**Texte:**
········
Trois remarques préliminaires s’imposent:
 
-           Les juridictions nationales devant lesquelles le recours prévu à l’article 6ter de la LBM est exercé peuvent prendre en considération les éléments sur lesquels le BBM a fondé ou aurait dû fonder sa décision (cf. Cour de Justice Benelux, Arrêt du 15.12.2003 BBM/Vlaamse Toeristenbond). On doit dès lors admettre que lors de l’examen du recours contre la décision de refus d’enregistrement, la Cour d’appel peut prendre en considération la motivation, même nouvelle, développée devant elle par le BBM à l’appui de sa décision de refus. Cette solution se justifie d’autant plus qu’il est admis que la procédure poursuivie devant la juridiction nationale est une instance d’appel (cf. Braun, Précis des marques, 3ème édition No. 269; Doc.parl. 38664,sess.ord.1994-1995) et qu’en instance d’appel des arguments et moyens nouveaux peuvent être soulevés.
Il s’ensuit que la société PROXXON S.A. soutient à tort que pour l’appréciation du bien-fondé de la décision de refus il faudrait se placer au moment de la procédure suivie devant le BBM et ne prendre en considération que la position défendue à ce moment par le BBM.
········
**Données fournies:**
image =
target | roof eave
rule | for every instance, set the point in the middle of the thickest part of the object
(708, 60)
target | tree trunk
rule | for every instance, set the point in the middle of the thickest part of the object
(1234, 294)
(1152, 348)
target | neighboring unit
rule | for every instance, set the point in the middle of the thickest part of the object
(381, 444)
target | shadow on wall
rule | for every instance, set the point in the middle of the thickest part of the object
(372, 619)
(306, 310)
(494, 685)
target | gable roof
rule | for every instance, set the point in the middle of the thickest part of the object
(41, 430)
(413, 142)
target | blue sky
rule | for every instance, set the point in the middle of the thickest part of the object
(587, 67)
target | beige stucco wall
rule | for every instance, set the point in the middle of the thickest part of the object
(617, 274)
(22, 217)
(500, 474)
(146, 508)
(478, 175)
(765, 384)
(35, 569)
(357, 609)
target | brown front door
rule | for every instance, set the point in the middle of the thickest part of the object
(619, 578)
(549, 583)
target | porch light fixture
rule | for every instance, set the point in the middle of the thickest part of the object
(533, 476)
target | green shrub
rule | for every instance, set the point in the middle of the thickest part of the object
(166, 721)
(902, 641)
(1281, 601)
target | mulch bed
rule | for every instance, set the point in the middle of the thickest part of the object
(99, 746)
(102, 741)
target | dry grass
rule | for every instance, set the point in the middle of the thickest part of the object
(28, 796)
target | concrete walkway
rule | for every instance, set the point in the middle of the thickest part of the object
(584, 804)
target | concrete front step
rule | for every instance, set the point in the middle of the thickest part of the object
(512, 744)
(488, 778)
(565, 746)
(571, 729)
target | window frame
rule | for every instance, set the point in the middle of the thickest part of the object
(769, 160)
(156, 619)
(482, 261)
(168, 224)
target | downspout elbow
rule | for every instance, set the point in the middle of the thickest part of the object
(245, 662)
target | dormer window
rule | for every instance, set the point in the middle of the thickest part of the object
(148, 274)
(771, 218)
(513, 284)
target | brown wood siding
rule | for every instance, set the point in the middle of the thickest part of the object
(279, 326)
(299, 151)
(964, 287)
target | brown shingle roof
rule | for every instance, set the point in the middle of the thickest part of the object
········
**Consignes:**
• 1. Extrayez du texte, sans rien y changer, le passage qui commence par "Il s’ensuit que" et se poursuit jusqu'à "par le BBM.".
• 2. Selon le texte, comment la procédure poursuivie devant la juridiction nationale est-elle qualifiée ?

**Réponses par consigne:**
• 1.
Il s’ensuit que la société PROXXON S.A. soutient à tort que pour l’appréciation du bien-fondé de la décision de refus il faudrait se placer au moment de la procédure suivie devant le BBM et ne prendre en considération que la position défendue à ce moment par le BBM.

• 2. Elle est qualifiée d'instance d'appel.